Description of the task >> Starting at the top of the entries below, set down each line exactly as written, and stop after the line containing "264L405 261L400 274L332".

Supplied data Start Marker

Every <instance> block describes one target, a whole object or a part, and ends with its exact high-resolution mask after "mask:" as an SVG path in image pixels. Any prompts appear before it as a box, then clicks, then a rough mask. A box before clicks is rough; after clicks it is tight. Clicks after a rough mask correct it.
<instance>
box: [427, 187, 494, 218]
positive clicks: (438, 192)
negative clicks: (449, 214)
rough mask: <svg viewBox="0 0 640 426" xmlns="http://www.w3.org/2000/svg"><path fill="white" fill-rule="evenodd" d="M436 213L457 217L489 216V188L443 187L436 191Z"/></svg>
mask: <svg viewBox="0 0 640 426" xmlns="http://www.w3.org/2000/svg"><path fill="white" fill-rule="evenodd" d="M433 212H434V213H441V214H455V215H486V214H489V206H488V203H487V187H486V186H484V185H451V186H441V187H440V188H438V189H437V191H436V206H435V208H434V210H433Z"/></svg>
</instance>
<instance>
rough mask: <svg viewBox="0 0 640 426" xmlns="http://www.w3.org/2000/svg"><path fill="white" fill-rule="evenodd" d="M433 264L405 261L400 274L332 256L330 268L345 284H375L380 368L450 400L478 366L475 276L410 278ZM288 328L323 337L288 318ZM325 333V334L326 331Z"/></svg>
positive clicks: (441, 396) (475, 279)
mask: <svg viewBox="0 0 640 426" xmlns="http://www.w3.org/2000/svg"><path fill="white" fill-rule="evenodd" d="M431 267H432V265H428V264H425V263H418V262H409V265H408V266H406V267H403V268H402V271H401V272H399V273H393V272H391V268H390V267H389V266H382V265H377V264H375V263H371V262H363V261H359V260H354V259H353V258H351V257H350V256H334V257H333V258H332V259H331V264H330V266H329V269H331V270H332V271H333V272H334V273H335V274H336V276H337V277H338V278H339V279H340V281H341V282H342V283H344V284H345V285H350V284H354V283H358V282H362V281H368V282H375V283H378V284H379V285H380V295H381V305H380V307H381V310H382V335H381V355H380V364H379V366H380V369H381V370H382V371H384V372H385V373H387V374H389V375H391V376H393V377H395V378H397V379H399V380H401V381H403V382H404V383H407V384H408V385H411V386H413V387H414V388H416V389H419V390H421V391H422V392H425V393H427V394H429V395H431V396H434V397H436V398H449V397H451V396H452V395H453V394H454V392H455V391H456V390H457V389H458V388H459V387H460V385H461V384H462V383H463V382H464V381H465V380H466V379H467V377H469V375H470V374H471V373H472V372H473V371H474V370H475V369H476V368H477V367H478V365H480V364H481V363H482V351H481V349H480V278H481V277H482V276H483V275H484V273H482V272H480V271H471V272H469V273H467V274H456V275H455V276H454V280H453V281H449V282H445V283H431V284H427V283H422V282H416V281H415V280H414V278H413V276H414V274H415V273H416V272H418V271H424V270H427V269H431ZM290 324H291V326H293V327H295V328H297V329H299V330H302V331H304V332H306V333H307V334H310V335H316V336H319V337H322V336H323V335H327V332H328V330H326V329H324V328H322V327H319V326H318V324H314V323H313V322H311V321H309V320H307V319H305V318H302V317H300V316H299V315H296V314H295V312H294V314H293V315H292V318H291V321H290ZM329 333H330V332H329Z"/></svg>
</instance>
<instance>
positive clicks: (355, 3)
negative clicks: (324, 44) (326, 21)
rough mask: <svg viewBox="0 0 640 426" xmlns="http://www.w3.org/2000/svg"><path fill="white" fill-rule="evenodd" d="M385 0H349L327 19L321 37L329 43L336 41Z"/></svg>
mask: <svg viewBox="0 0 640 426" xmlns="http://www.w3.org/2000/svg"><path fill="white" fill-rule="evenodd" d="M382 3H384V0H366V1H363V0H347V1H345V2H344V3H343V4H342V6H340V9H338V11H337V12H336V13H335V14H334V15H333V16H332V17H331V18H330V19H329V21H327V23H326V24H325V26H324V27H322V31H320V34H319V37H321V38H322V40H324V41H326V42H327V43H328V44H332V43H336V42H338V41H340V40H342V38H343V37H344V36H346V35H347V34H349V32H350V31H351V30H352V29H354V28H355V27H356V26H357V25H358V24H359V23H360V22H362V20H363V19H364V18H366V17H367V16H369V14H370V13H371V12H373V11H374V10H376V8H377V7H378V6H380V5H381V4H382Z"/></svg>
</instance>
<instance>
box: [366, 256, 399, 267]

Supplied data End Marker

Solution for this exercise >>
Every <instance> block describes one target, a whole object or a part, and ends with its exact high-resolution mask after "mask:" as an SVG path in image pixels. Any prompts appear before it as a box, then clicks, then a rough mask. A box before clicks is rough; after clicks it is tight. Clicks after a rough mask correct it.
<instance>
box: [427, 187, 494, 218]
positive clicks: (438, 192)
negative clicks: (449, 214)
rough mask: <svg viewBox="0 0 640 426" xmlns="http://www.w3.org/2000/svg"><path fill="white" fill-rule="evenodd" d="M436 213L457 217L489 216V188L443 187L436 191Z"/></svg>
mask: <svg viewBox="0 0 640 426" xmlns="http://www.w3.org/2000/svg"><path fill="white" fill-rule="evenodd" d="M433 212H434V213H441V214H455V215H486V214H489V206H488V203H487V187H486V186H484V185H451V186H441V187H440V188H438V189H437V191H436V206H435V208H434V210H433Z"/></svg>
</instance>
<instance>
rough mask: <svg viewBox="0 0 640 426" xmlns="http://www.w3.org/2000/svg"><path fill="white" fill-rule="evenodd" d="M433 264L405 261L400 274L332 256L330 268L345 284H375L380 368L450 400L478 366L475 276L410 278ZM288 328L323 337L288 318ZM325 333V334L326 331Z"/></svg>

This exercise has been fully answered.